She and I shared summers sorting cherries on her father’s farm and running free around Europe, where my family lived. There were cool desert nights in sleeping bags watching shooting stars and times together riding farm cows and Belgian street cars. A childhood full of memories, never imagining a future split open like a ripe red farm tomato by the revelation, “I am gay.”
That day, the deep waters of Lake Powell cooling our shoulders. These waters safe for cliff jumping, water skiing and swimming. I have been with a woman for five years.
My cousin wants to know, “Are you attracted to me? to my sisters?”
“Ewww, stop.”
“Do you wish you were a man?” I look at her, loving a woman is not the same as wanting to be a man.
She wants to know, “Why are you gay?” She is a mother concerned for her children, for the way they will grow up in a world where, “I am gay.” Years pass, before I venture out, again in a letter to my parents.
I used hate easy questions like, “Where are you from?”, “Okay, where were you born?” “Where did you go to school?”, “Where do your parents live?” Straightforward questions are unbearably tricky for me. The answers, the intersection point between my straight-laced Mormon past and my activist lesbian present.
The funny thing is, while I was born in Provo, Utah and my parents moved into my grandparent’s newly renovated house after my father retired, I grew up overseas, so there are ways in which it doesn’t feel like home, except in my heart. After my mission, I returned to Provo, to Brigham Young University, so simple cocktail party questions once answered, usually lead to, “Are you Mormon?”
I am, five generations back and yes, there were polygamists but then I kiss a woman, while still attending a Mormon university.

SUPPLIED INFORMATION.
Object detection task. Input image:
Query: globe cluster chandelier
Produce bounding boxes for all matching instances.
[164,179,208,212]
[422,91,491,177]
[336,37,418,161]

EXERCISE SET.
- A) Answer from the essay about growing up Mormon and coming out:
(i) In which lake were the writer and the cousin standing when the writer came out?
(ii) Where was the writer born?
(iii) Which university did the writer return to after the mission?
- B) Write out the essay about growing up Mormon and coming out, from "I used hate" down to "a Mormon university.".
The material plays no part in this work.

ANSWERS IN ORDER.
- A)
(i) Lake Powell
(ii) Provo, Utah
(iii) Brigham Young University

- B)
I used hate easy questions like, “Where are you from?”, “Okay, where were you born?” “Where did you go to school?”, “Where do your parents live?” Straightforward questions are unbearably tricky for me. The answers, the intersection point between my straight-laced Mormon past and my activist lesbian present.
The funny thing is, while I was born in Provo, Utah and my parents moved into my grandparent’s newly renovated house after my father retired, I grew up overseas, so there are ways in which it doesn’t feel like home, except in my heart. After my mission, I returned to Provo, to Brigham Young University, so simple cocktail party questions once answered, usually lead to, “Are you Mormon?”
I am, five generations back and yes, there were polygamists but then I kiss a woman, while still attending a Mormon university.